_What you should do_: Sort through the material below and copy each line with "instance".

Input data Start Marker

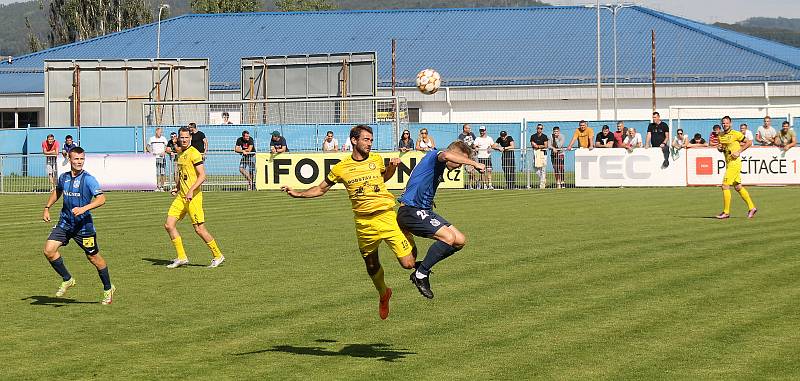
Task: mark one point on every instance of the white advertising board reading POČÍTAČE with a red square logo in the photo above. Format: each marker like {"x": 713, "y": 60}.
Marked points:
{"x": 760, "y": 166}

Input data End Marker
Input data Start Marker

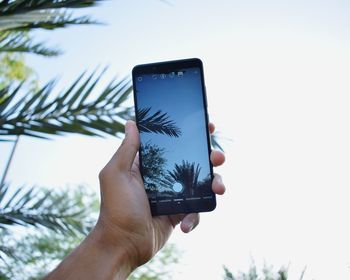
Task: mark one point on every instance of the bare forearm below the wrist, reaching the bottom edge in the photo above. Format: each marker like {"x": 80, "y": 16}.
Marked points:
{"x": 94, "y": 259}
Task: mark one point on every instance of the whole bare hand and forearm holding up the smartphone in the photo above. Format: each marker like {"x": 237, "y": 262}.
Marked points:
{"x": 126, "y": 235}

Input data End Marker

_Your response_:
Task: mark one point on every instance of the white advertising board reading POČÍTAČE with a red square logo in the photo above. Format: each marker like {"x": 713, "y": 60}.
Task: mark one point on every instance of the bare forearm below the wrist, reaching the bottom edge in the photo above. Format: each marker like {"x": 80, "y": 16}.
Task: mark one point on every instance of the whole bare hand and forearm holding up the smartphone in the photo above. Format: each marker like {"x": 237, "y": 262}.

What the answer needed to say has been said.